DATA FOR THE TASK.
**********
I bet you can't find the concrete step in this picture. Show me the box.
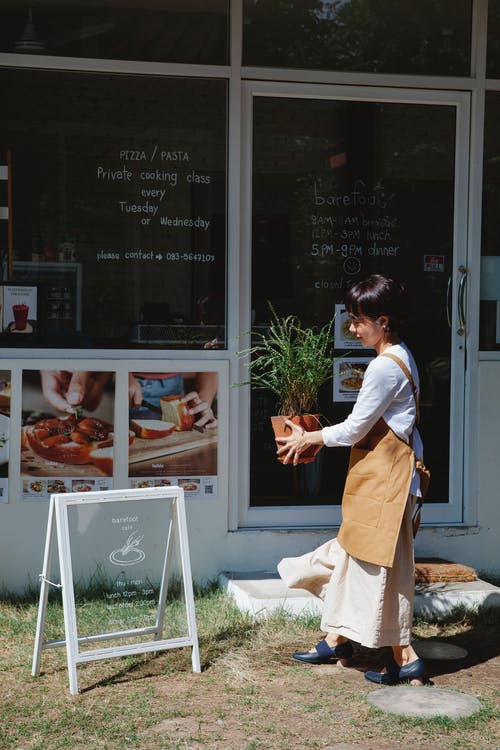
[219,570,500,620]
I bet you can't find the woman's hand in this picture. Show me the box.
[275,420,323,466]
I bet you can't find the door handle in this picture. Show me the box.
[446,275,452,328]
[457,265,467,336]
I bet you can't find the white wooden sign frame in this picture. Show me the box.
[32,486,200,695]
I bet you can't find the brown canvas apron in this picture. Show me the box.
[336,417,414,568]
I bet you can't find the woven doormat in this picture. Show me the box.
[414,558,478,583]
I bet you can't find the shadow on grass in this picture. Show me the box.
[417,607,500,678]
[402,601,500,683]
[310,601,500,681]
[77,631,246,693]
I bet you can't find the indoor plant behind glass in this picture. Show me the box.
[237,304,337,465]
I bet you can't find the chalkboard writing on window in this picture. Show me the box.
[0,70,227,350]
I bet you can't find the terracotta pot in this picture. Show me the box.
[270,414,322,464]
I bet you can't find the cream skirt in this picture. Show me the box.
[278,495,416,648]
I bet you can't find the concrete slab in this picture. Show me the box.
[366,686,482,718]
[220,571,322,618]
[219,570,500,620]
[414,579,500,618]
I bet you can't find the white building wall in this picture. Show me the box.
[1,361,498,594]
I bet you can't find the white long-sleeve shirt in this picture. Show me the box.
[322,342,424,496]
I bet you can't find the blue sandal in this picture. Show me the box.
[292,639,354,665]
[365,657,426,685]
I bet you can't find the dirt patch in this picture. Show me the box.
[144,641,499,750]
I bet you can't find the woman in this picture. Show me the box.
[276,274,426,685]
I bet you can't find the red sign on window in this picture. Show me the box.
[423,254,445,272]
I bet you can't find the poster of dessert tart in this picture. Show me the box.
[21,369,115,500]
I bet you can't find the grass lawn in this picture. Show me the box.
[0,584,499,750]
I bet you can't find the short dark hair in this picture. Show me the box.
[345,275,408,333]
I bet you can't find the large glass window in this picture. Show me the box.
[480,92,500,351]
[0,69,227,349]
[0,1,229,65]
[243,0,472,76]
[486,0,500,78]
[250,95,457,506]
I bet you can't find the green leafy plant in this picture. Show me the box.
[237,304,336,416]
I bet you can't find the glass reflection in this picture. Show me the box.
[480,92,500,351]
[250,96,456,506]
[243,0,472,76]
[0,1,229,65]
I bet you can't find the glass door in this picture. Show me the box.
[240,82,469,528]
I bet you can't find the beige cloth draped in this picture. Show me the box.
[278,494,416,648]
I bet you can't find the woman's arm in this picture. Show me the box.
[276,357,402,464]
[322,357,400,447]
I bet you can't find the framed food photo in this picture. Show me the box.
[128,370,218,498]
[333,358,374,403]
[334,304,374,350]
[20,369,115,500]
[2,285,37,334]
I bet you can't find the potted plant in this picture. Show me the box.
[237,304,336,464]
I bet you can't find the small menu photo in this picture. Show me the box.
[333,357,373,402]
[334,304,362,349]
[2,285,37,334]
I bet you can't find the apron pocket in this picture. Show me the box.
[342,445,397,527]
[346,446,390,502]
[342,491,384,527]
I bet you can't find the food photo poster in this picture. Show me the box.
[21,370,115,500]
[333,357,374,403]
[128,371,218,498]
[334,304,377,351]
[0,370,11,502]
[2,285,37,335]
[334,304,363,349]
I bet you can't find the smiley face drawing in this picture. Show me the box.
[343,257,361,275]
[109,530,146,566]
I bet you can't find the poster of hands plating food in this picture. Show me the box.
**********
YOUR GOAL. From the line holding "I bet you can't find the poster of dessert" through the final line of the data above, copy every line exactly as written. Include nothing else.

EXERCISE RESPONSE.
I bet you can't find the poster of dessert tart in this picture. Show me the box.
[21,369,115,500]
I bet you can't find the grass lawn in this picture. Show me the box.
[0,584,499,750]
I bet you can't find the short dark hair in this picture. Show me the box.
[345,275,408,333]
I bet you can't find the large glass window in this picture. Show me the box.
[480,92,500,351]
[0,69,227,349]
[0,1,229,65]
[243,0,472,76]
[486,0,500,78]
[250,95,457,506]
I bet you can't find the green leafy plant in this picture. Show me the box.
[237,304,336,416]
I bet you can't find the glass reflection in this picture. Show me the box.
[480,92,500,351]
[250,96,456,506]
[243,0,472,76]
[0,1,229,65]
I bet you can't find the glass door in this picture. Show me the box.
[240,82,469,528]
I bet you can't find the beige cloth draped in this picture. Show me the box.
[278,494,416,648]
I bet you can't find the woman's arm in this picture. Show me the box.
[276,357,402,464]
[322,357,400,447]
I bet you can't find the framed food photo in this picture. Show me the box.
[128,370,218,498]
[333,358,374,403]
[334,304,374,350]
[20,369,115,500]
[2,285,37,334]
I bet you can't find the potted plant in this picture. Show me the box.
[237,304,336,464]
I bet you can't find the small menu photo in this picture. Show me the box.
[333,357,373,402]
[334,304,362,349]
[2,285,37,334]
I bet you can't find the apron pocket in this picture. Show me the box.
[342,445,397,527]
[346,446,390,502]
[342,491,384,527]
I bet you can't find the food photo poster in this picture. Show me the box.
[21,370,115,500]
[333,357,374,403]
[128,371,218,498]
[334,304,377,351]
[0,370,11,502]
[2,285,37,335]
[334,304,363,349]
I bet you can't find the smiley face drawing in this picture. Show me the box.
[343,257,361,275]
[109,530,146,566]
I bet you can't find the poster of hands plating food in this picture. Show me the box.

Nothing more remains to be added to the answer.